Stored data entries
####################
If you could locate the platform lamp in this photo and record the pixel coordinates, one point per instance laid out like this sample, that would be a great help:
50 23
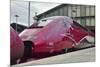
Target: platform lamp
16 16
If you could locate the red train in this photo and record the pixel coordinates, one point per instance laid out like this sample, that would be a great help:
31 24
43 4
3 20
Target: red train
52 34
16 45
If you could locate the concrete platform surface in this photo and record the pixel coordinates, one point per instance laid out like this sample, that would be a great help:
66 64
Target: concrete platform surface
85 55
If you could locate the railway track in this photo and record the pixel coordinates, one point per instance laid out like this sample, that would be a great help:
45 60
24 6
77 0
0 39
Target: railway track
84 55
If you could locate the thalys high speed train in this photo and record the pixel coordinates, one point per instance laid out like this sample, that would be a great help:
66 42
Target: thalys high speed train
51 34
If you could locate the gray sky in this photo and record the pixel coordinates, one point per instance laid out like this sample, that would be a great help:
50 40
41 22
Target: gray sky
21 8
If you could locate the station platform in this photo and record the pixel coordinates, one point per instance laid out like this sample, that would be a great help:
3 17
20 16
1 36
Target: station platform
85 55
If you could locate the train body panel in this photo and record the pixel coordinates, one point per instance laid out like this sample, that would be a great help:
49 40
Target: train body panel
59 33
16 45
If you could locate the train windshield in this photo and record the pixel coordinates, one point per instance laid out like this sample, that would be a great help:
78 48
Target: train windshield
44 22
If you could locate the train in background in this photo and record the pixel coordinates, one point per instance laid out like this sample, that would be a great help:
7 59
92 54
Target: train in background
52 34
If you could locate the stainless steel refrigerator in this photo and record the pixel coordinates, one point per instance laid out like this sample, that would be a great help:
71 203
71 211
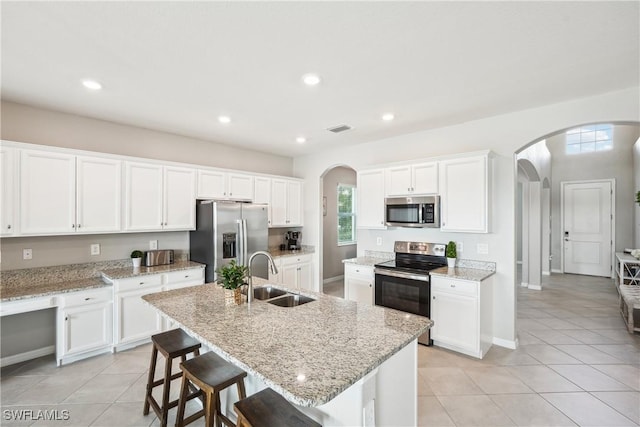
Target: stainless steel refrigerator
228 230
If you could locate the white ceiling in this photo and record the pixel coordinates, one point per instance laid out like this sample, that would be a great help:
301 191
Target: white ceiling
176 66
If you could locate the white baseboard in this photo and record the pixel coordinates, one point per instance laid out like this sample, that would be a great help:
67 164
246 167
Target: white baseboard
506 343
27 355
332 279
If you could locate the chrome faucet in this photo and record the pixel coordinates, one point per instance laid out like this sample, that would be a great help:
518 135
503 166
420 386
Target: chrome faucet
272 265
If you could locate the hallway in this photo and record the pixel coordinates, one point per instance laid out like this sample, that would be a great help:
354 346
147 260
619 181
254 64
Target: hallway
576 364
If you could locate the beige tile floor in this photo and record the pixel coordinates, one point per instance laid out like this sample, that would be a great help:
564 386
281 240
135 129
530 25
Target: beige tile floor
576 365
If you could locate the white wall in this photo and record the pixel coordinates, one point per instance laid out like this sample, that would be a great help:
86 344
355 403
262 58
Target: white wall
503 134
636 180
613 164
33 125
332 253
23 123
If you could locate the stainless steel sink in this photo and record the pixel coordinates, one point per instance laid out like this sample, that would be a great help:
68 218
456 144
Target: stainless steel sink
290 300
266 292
####################
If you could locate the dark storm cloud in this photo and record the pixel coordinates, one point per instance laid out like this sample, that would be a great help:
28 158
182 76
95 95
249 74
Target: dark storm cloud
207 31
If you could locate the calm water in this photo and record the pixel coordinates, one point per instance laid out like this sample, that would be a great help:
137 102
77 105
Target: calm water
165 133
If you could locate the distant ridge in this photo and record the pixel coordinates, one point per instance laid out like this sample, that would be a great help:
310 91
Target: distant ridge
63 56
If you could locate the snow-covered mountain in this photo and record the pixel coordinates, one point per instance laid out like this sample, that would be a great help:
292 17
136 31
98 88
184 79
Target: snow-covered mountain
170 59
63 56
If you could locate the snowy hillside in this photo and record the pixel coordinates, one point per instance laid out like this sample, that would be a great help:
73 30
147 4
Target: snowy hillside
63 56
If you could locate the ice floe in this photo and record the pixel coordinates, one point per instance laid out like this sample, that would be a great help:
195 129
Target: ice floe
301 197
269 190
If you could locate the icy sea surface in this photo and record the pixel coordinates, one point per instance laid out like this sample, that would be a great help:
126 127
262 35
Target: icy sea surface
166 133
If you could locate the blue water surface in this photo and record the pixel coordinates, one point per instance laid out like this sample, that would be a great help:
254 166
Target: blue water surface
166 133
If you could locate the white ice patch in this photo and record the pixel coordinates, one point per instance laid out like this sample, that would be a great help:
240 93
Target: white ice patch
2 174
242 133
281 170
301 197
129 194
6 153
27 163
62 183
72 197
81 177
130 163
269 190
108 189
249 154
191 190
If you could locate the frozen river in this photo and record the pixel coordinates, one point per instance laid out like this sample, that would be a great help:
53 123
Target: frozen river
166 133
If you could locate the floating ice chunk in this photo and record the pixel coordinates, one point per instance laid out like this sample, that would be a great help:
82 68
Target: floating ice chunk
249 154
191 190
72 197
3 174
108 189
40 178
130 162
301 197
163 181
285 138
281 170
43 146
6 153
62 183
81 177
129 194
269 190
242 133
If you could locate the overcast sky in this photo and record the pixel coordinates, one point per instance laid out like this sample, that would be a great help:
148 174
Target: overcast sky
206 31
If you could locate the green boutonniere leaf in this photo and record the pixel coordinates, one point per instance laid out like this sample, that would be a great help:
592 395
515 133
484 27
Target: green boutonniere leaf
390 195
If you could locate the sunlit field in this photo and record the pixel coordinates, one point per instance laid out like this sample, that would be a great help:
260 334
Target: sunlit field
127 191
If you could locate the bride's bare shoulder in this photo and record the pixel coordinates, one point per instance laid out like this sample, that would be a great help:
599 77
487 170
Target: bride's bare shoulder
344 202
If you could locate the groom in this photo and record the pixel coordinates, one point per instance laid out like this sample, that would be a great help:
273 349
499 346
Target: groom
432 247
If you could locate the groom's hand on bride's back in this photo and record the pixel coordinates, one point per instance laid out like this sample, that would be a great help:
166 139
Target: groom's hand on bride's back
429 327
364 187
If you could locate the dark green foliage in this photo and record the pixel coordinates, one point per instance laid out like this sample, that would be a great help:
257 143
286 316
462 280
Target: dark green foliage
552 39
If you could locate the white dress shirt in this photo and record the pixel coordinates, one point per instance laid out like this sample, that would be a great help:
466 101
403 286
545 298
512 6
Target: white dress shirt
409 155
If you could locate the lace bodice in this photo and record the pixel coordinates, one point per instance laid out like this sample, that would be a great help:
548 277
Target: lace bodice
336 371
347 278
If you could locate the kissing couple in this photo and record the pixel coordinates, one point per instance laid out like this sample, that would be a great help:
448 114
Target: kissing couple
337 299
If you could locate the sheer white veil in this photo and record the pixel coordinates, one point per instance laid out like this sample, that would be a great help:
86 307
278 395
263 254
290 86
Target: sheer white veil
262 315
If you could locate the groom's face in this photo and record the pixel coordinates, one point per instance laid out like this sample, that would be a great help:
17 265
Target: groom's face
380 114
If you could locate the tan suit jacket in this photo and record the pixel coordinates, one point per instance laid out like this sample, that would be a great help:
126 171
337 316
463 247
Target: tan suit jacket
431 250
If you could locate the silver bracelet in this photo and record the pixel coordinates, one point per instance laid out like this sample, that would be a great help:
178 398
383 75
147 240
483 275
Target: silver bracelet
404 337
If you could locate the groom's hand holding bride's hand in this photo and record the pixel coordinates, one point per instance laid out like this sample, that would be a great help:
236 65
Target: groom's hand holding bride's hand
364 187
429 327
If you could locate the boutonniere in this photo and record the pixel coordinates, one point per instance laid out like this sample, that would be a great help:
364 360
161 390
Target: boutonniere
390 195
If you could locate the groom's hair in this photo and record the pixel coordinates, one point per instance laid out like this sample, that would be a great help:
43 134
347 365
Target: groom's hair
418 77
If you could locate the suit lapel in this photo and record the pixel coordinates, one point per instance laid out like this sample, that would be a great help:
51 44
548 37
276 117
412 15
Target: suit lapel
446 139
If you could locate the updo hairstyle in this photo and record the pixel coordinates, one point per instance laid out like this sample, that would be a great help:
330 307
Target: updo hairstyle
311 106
####################
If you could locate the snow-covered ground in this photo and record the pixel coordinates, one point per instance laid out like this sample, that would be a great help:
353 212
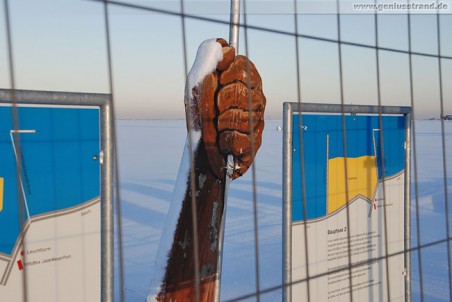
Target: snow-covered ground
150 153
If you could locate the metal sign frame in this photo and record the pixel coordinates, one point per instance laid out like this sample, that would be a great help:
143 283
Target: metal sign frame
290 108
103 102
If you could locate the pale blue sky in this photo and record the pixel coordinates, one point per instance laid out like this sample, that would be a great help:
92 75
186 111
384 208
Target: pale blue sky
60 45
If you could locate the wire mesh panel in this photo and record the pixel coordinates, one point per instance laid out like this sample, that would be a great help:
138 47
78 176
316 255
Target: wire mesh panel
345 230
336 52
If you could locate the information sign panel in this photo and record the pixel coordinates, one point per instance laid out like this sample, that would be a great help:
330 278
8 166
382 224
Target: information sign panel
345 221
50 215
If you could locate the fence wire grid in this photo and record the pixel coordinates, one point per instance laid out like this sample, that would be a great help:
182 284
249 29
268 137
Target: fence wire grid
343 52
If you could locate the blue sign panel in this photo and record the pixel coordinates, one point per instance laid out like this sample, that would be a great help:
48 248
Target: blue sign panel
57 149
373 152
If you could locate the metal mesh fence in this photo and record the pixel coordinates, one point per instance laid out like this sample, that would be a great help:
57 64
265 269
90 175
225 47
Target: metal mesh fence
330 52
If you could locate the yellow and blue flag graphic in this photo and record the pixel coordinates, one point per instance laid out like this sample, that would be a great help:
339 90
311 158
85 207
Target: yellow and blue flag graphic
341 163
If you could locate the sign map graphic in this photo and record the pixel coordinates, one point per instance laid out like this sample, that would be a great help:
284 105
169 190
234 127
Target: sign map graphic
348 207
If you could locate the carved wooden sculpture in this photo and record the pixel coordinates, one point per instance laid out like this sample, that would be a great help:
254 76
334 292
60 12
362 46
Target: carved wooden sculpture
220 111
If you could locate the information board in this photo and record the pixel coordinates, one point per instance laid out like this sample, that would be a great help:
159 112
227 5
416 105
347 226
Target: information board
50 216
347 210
####################
- [Your goal] Extract each line above that contains the word "ceiling", copying it in full.

- [Final result]
If you could locate the white ceiling in this photo and record the pixel coordinates, one point per instance laid out like this sample, that would be a great help:
Target: white ceiling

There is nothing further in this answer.